#### Excerpted data:
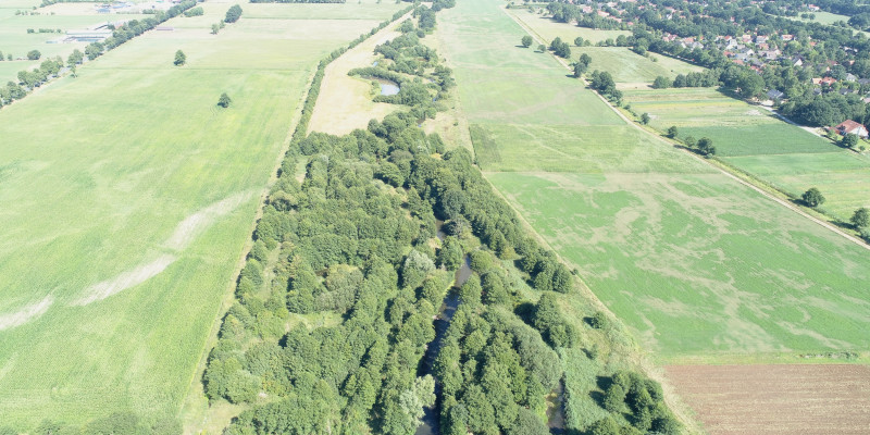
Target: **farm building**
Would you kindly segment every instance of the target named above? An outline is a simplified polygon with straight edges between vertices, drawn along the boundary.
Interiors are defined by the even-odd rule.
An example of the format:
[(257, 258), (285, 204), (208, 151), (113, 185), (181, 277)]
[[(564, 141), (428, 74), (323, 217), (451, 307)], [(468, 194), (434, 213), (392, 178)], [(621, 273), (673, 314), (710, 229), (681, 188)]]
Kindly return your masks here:
[(863, 124), (858, 124), (855, 121), (846, 120), (840, 123), (836, 127), (834, 127), (836, 133), (841, 136), (846, 136), (848, 134), (855, 134), (859, 137), (867, 137), (867, 127)]

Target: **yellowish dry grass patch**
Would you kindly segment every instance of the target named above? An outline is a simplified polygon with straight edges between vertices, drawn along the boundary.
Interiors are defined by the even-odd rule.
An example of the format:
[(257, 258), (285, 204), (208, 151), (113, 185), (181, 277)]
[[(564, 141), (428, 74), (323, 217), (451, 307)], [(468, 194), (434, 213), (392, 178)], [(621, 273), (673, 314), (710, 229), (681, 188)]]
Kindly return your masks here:
[(372, 101), (371, 82), (351, 77), (348, 72), (374, 63), (377, 60), (375, 46), (401, 35), (396, 28), (406, 17), (383, 28), (326, 66), (318, 103), (311, 114), (309, 133), (346, 135), (357, 128), (365, 128), (370, 120), (382, 120), (398, 109), (395, 104)]

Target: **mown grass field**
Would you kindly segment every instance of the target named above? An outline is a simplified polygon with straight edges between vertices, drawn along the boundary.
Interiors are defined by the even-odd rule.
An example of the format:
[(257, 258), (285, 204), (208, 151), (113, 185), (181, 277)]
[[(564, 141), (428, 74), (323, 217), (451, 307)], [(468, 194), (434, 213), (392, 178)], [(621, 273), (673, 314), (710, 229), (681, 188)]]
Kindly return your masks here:
[[(459, 3), (440, 24), (477, 161), (647, 349), (679, 360), (870, 346), (867, 250), (630, 129), (554, 59), (515, 49), (524, 32), (498, 5)], [(537, 65), (505, 66), (521, 62)], [(511, 87), (535, 91), (485, 98)], [(554, 88), (584, 104), (551, 104)]]
[[(90, 10), (76, 9), (54, 9), (39, 8), (34, 12), (39, 15), (15, 15), (15, 11), (33, 11), (33, 7), (38, 7), (39, 1), (18, 0), (15, 2), (3, 2), (0, 5), (0, 51), (5, 58), (13, 55), (13, 61), (0, 62), (0, 79), (3, 83), (15, 79), (18, 71), (38, 67), (39, 62), (47, 58), (60, 55), (64, 62), (70, 53), (75, 49), (84, 50), (87, 42), (73, 44), (46, 44), (49, 40), (62, 38), (67, 30), (84, 30), (89, 26), (105, 23), (109, 21), (140, 20), (147, 15), (140, 14), (97, 14)], [(77, 4), (82, 7), (83, 4)], [(54, 11), (54, 14), (51, 14)], [(33, 28), (38, 32), (40, 28), (61, 29), (62, 33), (33, 33), (27, 29)], [(39, 50), (42, 53), (40, 61), (27, 61), (27, 52)], [(25, 60), (17, 60), (18, 58)]]
[(4, 425), (177, 415), (318, 61), (401, 8), (371, 3), (216, 36), (203, 3), (0, 110)]
[(678, 74), (703, 70), (700, 66), (661, 54), (650, 54), (657, 59), (654, 62), (625, 47), (576, 47), (571, 48), (571, 53), (572, 58), (579, 58), (583, 53), (588, 54), (592, 58), (588, 71), (606, 71), (617, 83), (651, 85), (658, 76), (673, 78)]
[[(540, 7), (544, 8), (545, 5), (542, 4)], [(598, 30), (588, 27), (577, 27), (572, 24), (560, 23), (549, 17), (545, 17), (538, 13), (529, 12), (527, 9), (508, 9), (507, 12), (522, 21), (526, 26), (531, 27), (537, 34), (537, 36), (547, 42), (556, 39), (558, 36), (571, 45), (574, 44), (574, 38), (576, 37), (581, 37), (591, 41), (592, 44), (596, 44), (607, 39), (616, 40), (620, 35), (629, 36), (632, 34), (629, 30)], [(546, 10), (544, 13), (546, 14)], [(522, 35), (520, 35), (520, 37), (522, 37)], [(520, 44), (519, 39), (517, 40), (517, 44)]]
[(654, 127), (675, 125), (680, 137), (709, 137), (725, 161), (796, 197), (818, 187), (828, 199), (824, 209), (841, 220), (870, 207), (868, 156), (841, 149), (762, 108), (709, 88), (626, 90), (625, 99), (636, 113), (649, 113)]

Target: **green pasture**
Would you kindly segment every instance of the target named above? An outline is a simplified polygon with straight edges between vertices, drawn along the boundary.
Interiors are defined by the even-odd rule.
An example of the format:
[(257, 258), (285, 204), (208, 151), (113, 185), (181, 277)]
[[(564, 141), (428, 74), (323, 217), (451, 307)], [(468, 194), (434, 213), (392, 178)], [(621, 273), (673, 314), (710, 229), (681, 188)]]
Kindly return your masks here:
[[(471, 3), (460, 15), (445, 11), (439, 38), (455, 66), (471, 123), (621, 125), (582, 82), (549, 54), (517, 47), (525, 35), (505, 12)], [(486, 23), (478, 23), (485, 20)]]
[[(600, 100), (554, 107), (550, 87), (591, 91), (556, 72), (549, 84), (530, 78), (556, 61), (517, 49), (524, 32), (498, 5), (460, 2), (439, 24), (477, 162), (647, 349), (674, 361), (870, 346), (866, 249), (613, 120)], [(505, 66), (520, 62), (530, 65)], [(522, 86), (534, 91), (482, 97)], [(784, 125), (711, 89), (625, 96), (659, 127), (731, 127), (730, 139), (714, 139), (723, 152), (746, 149), (742, 126)], [(776, 132), (807, 159), (828, 156), (807, 154), (817, 147), (836, 150), (797, 128)]]
[(616, 83), (651, 85), (658, 76), (673, 78), (678, 74), (703, 70), (700, 66), (659, 54), (650, 54), (657, 59), (654, 62), (626, 47), (573, 47), (571, 53), (572, 58), (579, 58), (583, 53), (588, 54), (592, 58), (588, 71), (606, 71), (613, 76)]
[(489, 174), (649, 350), (866, 349), (867, 251), (718, 174)]
[[(605, 108), (606, 109), (606, 108)], [(474, 124), (471, 139), (485, 172), (600, 174), (704, 173), (712, 169), (680, 159), (630, 125)]]
[[(17, 59), (26, 59), (27, 52), (30, 50), (39, 50), (42, 53), (41, 60), (60, 55), (64, 62), (66, 57), (75, 49), (83, 50), (87, 46), (86, 42), (72, 42), (72, 44), (47, 44), (50, 40), (64, 37), (67, 30), (84, 30), (90, 26), (105, 23), (108, 21), (119, 20), (140, 20), (146, 15), (132, 15), (132, 14), (113, 14), (113, 15), (15, 15), (14, 9), (5, 9), (0, 11), (12, 11), (12, 13), (0, 12), (0, 51), (3, 55), (12, 54), (14, 59), (10, 64), (15, 64), (13, 67), (5, 62), (0, 62), (0, 79), (3, 83), (14, 79), (21, 70), (30, 69), (33, 65), (38, 66), (39, 62), (29, 62), (26, 60), (18, 61)], [(33, 28), (37, 33), (28, 34), (27, 29)], [(39, 28), (61, 29), (62, 33), (44, 33), (40, 34)], [(41, 61), (40, 60), (40, 61)], [(9, 70), (14, 70), (9, 73)]]
[[(542, 8), (545, 5), (542, 5)], [(542, 14), (529, 12), (527, 9), (518, 8), (508, 9), (506, 11), (520, 20), (525, 26), (530, 27), (535, 33), (535, 36), (546, 40), (547, 42), (556, 39), (556, 37), (560, 37), (562, 40), (568, 41), (568, 44), (573, 45), (574, 39), (576, 37), (581, 37), (584, 40), (596, 44), (607, 39), (616, 40), (620, 35), (630, 36), (632, 34), (629, 30), (599, 30), (588, 27), (579, 27), (568, 23), (560, 23), (552, 18), (545, 17)], [(520, 37), (522, 37), (522, 35), (520, 35)], [(520, 44), (520, 40), (518, 39), (515, 44)]]
[(796, 196), (817, 187), (824, 211), (848, 222), (861, 207), (870, 208), (870, 159), (849, 151), (742, 156), (729, 163)]
[(228, 5), (0, 110), (3, 425), (177, 415), (308, 78), (393, 13), (211, 35)]
[[(207, 3), (208, 4), (208, 3)], [(225, 3), (226, 8), (233, 4)], [(246, 18), (281, 20), (374, 20), (374, 26), (390, 17), (407, 4), (395, 1), (351, 0), (347, 3), (244, 3)], [(374, 27), (372, 26), (372, 27)], [(368, 32), (371, 28), (365, 29)], [(358, 35), (359, 36), (359, 35)]]
[(709, 137), (717, 154), (742, 171), (795, 197), (822, 190), (824, 210), (847, 221), (870, 207), (870, 159), (790, 125), (763, 108), (714, 89), (626, 90), (635, 113), (649, 113), (659, 130), (671, 125), (681, 138)]

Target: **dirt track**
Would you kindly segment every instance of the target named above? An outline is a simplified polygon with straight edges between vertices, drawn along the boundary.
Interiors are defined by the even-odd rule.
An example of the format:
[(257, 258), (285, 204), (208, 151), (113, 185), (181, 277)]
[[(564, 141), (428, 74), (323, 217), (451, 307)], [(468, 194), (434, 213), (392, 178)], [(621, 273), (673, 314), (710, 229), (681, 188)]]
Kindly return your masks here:
[(866, 365), (670, 365), (666, 372), (711, 435), (870, 434)]

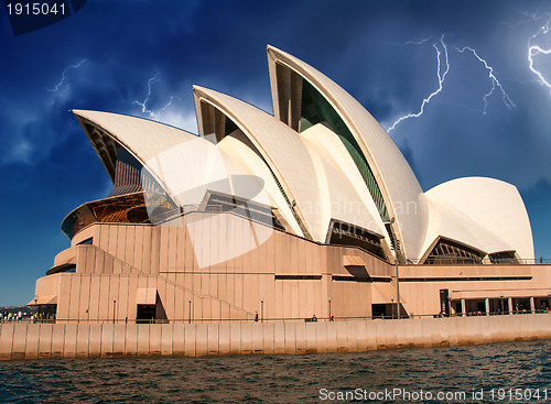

#### Written request:
Reproduce the lines above word for word, from the first line through the line that contains "137), (867, 127)]", including both ends. Do not include any pictures.

#### Response below:
Target: **farm building**
Would you kindly segment every instance of the target named above? An outline is a simplified polygon with straight edges between vertices, drawn along the boundary.
Interiors are defined by the even-odd rule.
An example of the format:
[(257, 258), (285, 204), (208, 151), (113, 185), (181, 277)]
[[(564, 141), (428, 74), (323, 217), (451, 307)], [(468, 194), (434, 213), (392, 178)], [(621, 273), (673, 314), (710, 229), (681, 188)]]
Kindly return your masks here:
[(863, 124), (858, 124), (855, 121), (846, 120), (840, 123), (836, 127), (834, 127), (836, 133), (841, 136), (846, 136), (848, 134), (855, 134), (859, 137), (867, 137), (867, 127)]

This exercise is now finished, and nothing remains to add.